TEXT TO READ —
------------------------------------
Welcome, Willie, to our conference. There's a conflict in Iran. How has this touched Eastman?
You know, when the conflict broke out, were there certain steps that Eastman took in order to preserve its competitive position or limit its vulnerabilities?
Well, Jeff, thanks again for hosting us this year.
Please.
At the industrial conference and, you know, given your question, it's also appropriate that we're here in Washington, D.C. this year versus New York. As you would expect with Eastman, I told Jeff as we started the discussion up here today, you know, the year's off to a normal start. We've had winter storms, we've had Supreme Court rulings on trade, and we've got a war in Iran with the Middle East. You, Jeff, as you asked that question, you know, Eastman is well positioned. You know, we've had events in the past where oil has been above 100. I remind our business teams that every day. You know, we've got playbooks for this. I would start by where you were, which is, one, we're financially sound, right?
We've been in the debt markets. As soon as we filed our K early this year, we've taken our refinancing risk off the table. We've extended and amended our revolver, and that's well positioned with the covenants that we need to ensure these different scenarios play out. Our business teams right now are focused on you know what are the appropriate price increases for the cost to serve. Also, as we think about over 75% of our asset base basically being here domestically.
Mm-hmm.
being advantaged from a cost curve, not only in our intermediates, but how that flows through to our specialty businesses and Additives & Functional Products and Advanced Materials.
Mm-hmm.
------------------------------------
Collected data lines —
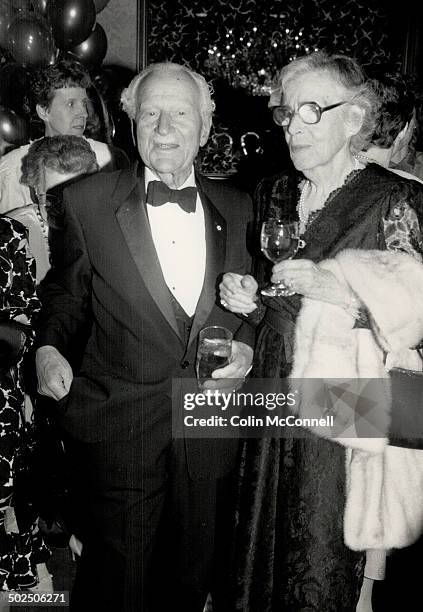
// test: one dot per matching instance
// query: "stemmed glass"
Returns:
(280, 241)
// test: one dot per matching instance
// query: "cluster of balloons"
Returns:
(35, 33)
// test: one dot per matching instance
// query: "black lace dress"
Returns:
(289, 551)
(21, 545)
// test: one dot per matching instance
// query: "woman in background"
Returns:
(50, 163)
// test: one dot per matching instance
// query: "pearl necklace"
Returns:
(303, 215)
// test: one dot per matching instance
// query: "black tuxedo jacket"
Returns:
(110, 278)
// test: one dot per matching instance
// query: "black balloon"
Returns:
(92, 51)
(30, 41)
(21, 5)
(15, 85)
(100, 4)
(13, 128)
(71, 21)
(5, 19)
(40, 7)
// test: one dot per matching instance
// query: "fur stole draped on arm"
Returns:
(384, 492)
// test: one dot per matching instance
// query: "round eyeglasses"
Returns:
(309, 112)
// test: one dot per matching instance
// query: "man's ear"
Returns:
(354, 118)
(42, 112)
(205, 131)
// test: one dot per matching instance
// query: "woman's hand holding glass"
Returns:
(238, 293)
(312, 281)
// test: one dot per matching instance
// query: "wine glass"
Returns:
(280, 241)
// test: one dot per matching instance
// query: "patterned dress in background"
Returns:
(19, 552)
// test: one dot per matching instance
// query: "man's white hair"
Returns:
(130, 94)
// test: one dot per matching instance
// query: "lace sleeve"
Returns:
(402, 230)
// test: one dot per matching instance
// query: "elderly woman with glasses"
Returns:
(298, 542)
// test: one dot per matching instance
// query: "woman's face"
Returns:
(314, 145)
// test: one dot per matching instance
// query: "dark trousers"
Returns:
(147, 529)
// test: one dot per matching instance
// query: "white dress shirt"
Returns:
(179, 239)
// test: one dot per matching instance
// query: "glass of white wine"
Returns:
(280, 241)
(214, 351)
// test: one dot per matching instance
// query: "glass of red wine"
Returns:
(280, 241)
------------------------------------
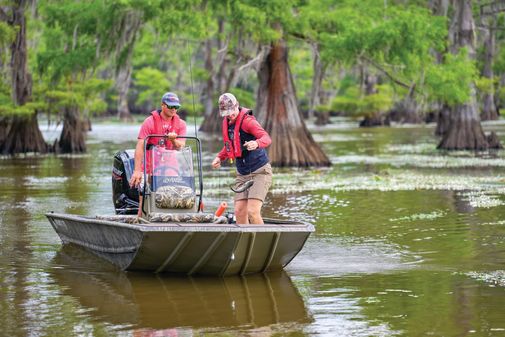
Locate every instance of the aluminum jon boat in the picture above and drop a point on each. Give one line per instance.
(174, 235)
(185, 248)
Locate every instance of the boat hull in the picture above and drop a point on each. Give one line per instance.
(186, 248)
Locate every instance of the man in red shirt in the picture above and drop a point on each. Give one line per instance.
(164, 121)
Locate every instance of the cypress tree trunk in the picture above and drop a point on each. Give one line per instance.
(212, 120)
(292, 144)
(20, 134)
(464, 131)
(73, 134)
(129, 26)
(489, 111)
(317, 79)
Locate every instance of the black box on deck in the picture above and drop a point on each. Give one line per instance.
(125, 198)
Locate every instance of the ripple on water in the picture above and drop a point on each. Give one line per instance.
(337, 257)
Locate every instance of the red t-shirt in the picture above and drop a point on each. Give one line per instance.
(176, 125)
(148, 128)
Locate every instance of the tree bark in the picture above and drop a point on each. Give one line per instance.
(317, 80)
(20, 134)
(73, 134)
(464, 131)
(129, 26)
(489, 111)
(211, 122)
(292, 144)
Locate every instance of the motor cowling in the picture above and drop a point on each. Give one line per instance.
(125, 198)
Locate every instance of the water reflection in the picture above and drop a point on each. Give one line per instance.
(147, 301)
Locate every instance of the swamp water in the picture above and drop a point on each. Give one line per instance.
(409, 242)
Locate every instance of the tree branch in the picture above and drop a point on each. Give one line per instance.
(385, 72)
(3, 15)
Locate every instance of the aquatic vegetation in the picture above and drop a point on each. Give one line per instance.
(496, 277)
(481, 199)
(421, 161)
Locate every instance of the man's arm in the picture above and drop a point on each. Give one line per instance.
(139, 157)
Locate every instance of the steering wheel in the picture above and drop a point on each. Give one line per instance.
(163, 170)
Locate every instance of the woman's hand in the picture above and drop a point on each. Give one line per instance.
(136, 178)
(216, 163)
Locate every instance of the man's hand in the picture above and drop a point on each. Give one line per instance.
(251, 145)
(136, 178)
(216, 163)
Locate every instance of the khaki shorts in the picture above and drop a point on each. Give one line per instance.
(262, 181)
------------------------------------
GIVEN EXERCISE A — Translate this sentence from the Eastman conference transcript into Spanish: "We've had winter storms, we've had Supreme Court rulings on trade, and we've got a war in Iran with the Middle East."
GIVEN EXERCISE B — Decide whether each statement agrees with the Eastman conference transcript, answering yes or no and quoting the words that settle it: (i) This year's conference is being held in New York. (ii) Over 75% of Eastman's asset base is domestic. (iii) Eastman has extended and amended its revolver.
GIVEN EXERCISE C — Extend the Eastman conference transcript from the point where it stops.
These lines have no connection to the Eastman conference transcript.

EXERCISE RESULT A — Hemos tenido tormentas invernales, hemos tenido fallos de la Corte Suprema sobre comercio y tenemos una guerra en Irán con Oriente Medio.

EXERCISE RESULT B —
(i) No: "we're here in Washington, D.C. this year versus New York."
(ii) Yes: "over 75% of our asset base basically being here domestically."
(iii) Yes: "We've extended and amended our revolver."

EXERCISE RESULT C —
You're seeing that immediately occur in the responses because, you know, obviously, the crude and feedstock prices are immediate here in the quarter.
Mm-hmm.
Many of our specialty price increases in Additives & Functional Products will be through cost pass-through contracts. In our Advanced Materials segment, we have cost increases that we're looking at here in April for April 1. You know, we're assessing the market. Greg's favorite word is dynamic, and dynamic has become normal. The Eastman team is on this, and you know, as I think through, Eastman is focused on delivering cash, right? I would say in this dynamic environment, you know, the cash flows that we're seeing here in Q1. Maybe I could pivot it also back to you know, what we were seeing sequentially, right?
Please.
As we go from Q4 into Q1.
Mm-hmm.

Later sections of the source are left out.